→ **Required task**:
Revise the items below from the line containing "Target: far riverbank" through the last line, replacing "wicker basket" with "woven basket" and leaving everything else unchanged.
===== Rows
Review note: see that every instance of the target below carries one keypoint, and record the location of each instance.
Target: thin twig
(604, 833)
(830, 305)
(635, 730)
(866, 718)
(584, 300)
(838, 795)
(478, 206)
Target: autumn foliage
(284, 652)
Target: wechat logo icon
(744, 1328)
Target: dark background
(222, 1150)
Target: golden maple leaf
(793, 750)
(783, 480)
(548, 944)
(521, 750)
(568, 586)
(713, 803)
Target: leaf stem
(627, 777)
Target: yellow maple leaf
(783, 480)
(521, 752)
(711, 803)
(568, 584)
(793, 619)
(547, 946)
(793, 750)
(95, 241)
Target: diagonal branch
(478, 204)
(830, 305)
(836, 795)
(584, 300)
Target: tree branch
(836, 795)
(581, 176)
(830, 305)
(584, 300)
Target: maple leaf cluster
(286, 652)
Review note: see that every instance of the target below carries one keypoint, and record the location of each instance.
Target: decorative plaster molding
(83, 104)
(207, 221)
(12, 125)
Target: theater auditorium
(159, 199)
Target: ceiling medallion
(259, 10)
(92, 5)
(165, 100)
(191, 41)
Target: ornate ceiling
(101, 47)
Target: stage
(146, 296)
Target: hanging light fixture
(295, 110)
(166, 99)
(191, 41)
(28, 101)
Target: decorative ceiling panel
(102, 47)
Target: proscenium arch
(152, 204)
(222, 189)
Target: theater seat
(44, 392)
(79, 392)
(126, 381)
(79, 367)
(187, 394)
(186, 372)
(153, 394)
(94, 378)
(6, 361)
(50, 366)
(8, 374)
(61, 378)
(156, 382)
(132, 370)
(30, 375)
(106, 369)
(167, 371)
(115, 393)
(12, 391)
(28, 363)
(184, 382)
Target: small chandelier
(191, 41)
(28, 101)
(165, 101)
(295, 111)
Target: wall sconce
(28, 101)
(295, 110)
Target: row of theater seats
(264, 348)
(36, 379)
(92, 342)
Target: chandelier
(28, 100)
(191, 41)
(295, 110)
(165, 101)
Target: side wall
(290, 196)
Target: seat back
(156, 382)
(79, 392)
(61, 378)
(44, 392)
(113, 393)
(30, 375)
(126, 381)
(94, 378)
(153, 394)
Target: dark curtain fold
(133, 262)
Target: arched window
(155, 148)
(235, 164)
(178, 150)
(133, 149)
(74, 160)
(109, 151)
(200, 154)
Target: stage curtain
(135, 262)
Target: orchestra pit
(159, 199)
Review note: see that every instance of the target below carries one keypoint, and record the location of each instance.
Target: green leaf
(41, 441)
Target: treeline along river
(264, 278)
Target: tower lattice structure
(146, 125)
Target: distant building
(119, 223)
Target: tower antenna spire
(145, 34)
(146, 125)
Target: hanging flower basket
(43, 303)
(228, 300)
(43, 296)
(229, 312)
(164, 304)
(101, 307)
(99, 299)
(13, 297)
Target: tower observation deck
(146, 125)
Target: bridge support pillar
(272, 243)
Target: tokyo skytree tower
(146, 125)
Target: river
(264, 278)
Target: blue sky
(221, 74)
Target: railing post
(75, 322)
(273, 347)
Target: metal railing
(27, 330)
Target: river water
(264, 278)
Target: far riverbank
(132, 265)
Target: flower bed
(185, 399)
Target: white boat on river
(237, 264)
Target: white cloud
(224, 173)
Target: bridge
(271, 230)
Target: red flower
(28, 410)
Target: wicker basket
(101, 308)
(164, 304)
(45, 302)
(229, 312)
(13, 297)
==========
→ **Result of the task**:
Target: far riverbank
(132, 265)
Target: flower bed
(185, 399)
Target: white boat on river
(237, 264)
Target: white cloud
(224, 173)
Target: bridge
(271, 230)
Target: red flower
(28, 410)
Target: woven basket
(101, 308)
(164, 304)
(45, 302)
(229, 312)
(13, 297)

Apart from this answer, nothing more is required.